_DATA RECORDS_:
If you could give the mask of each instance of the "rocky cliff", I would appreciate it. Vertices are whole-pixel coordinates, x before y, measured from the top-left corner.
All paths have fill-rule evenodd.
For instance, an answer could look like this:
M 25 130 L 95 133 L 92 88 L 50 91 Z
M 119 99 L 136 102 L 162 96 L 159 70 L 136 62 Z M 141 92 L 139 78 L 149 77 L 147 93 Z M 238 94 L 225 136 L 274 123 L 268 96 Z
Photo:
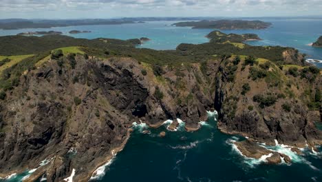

_THE EXERCISE_:
Extract every line of text from the records above and reproduce each one word for word, in order. Leave out the pictures.

_CORRECT RESPONSE_:
If you could give the mask of each instance of the "rocky cliff", I would appreciate it. Vertices are whole-pixel coordinates, x before y, measured from the top-left corner.
All paths have fill-rule evenodd.
For instance, an answer could look like this:
M 25 130 L 95 133 L 92 88 L 50 91 Z
M 119 99 L 136 102 L 162 96 L 159 70 L 136 62 Z M 141 92 L 139 78 L 149 77 L 147 93 Z M 238 94 L 225 136 L 274 123 L 268 96 Z
Photo:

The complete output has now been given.